● **Exercise**: Reproduce each entry exactly as written.

● **Records supplied**:
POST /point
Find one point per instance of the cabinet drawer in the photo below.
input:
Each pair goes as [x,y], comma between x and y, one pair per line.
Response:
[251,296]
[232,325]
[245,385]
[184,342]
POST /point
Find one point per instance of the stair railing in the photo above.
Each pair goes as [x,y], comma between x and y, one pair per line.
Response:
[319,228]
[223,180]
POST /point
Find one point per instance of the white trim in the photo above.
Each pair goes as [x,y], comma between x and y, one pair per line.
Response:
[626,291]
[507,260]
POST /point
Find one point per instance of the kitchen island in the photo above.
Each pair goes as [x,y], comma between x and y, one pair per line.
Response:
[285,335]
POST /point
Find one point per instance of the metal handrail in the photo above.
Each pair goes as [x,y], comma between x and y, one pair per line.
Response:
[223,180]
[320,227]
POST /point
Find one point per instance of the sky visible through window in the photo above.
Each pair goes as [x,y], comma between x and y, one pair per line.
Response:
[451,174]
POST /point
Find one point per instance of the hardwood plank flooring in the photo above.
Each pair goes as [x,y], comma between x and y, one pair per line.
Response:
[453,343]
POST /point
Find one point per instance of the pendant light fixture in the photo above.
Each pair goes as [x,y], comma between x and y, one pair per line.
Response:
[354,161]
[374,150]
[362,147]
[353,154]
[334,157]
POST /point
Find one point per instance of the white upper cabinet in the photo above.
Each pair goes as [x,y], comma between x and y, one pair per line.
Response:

● **Response box**:
POST /point
Find one point per instance of the cabinet drawer in the photo below.
input:
Each pair goes as [x,y], comma between x and y, one pair per line.
Response:
[251,296]
[232,325]
[245,385]
[184,342]
POST /point
Find one point per instance of the stair railing in the photo above.
Each pair goes as [x,y], comma between x and y, one pair per line.
Response:
[319,228]
[223,180]
POST /point
Find one point per instance of the white trim in the photo above.
Each pair goes as [x,y], comma between x and y, one pair per line.
Response:
[626,291]
[507,260]
POST /point
Find one point per instance of the kitchen island in the photo above.
Each pair goes as [x,y], comma between x and y, one pair per line.
Response:
[285,335]
POST /point
Find one point per instance of the metal handrail in the photo above.
Each pair goes as [x,y], comma between x and y, one pair per line.
Response:
[223,180]
[320,227]
POST /point
Find one point per instance of the sky visible through window in the photo above.
Each pair goes as [x,y], comma between x and y, one pair per line.
Response:
[451,174]
POST /point
Find one point per instance of the hardwood plank flooring in the photo above.
Each pair goes as [x,y], comma between x and y, one pair per line.
Response:
[453,343]
POST /point
Find one point per instance of the pendant light fixture in the photo above.
Each pair goes as [x,y], comma between x and y, one pair per line.
Response:
[354,161]
[374,150]
[362,147]
[353,154]
[334,157]
POST /point
Find one point per instance of the white upper cabinet in the photo above.
Each pair goes as [x,y], comma between x and y, one pair per line.
Response:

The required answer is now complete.